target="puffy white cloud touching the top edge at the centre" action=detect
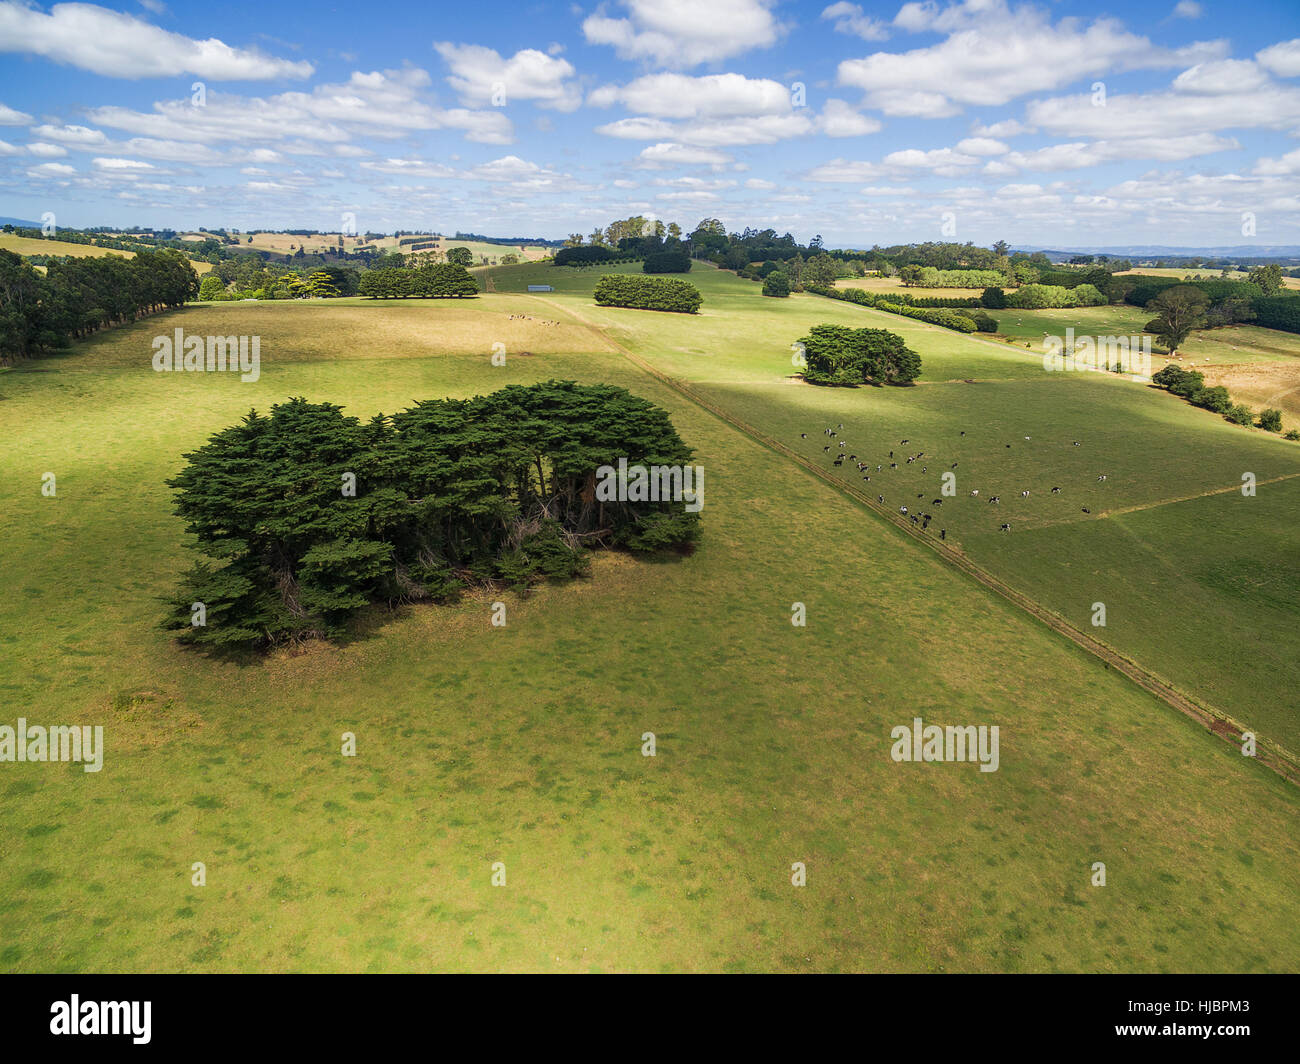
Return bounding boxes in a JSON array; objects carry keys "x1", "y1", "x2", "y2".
[{"x1": 582, "y1": 0, "x2": 783, "y2": 68}]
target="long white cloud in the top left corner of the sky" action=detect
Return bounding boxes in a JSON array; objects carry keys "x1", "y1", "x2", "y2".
[{"x1": 0, "y1": 0, "x2": 315, "y2": 81}]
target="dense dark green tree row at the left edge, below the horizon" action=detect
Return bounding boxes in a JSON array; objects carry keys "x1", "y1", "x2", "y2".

#### [Your task]
With the images left out, set down each record exactly as it appears.

#### [Response]
target="puffy white cloud touching the top edge at the centre" action=detect
Return bounding boxes in a JSON array; objects carry keys "x1", "y1", "x2", "y2".
[{"x1": 582, "y1": 0, "x2": 783, "y2": 68}]
target="long white cloud in the top left corner of the sky" action=detect
Return bounding boxes in a JSON array; objects carry keys "x1", "y1", "x2", "y2".
[{"x1": 0, "y1": 0, "x2": 315, "y2": 81}]
target="dense dark green tree row at the left edge, below the horizon" action=detect
Return bounding boxes in a JSON array; objects carry keys "x1", "y1", "x2", "y2".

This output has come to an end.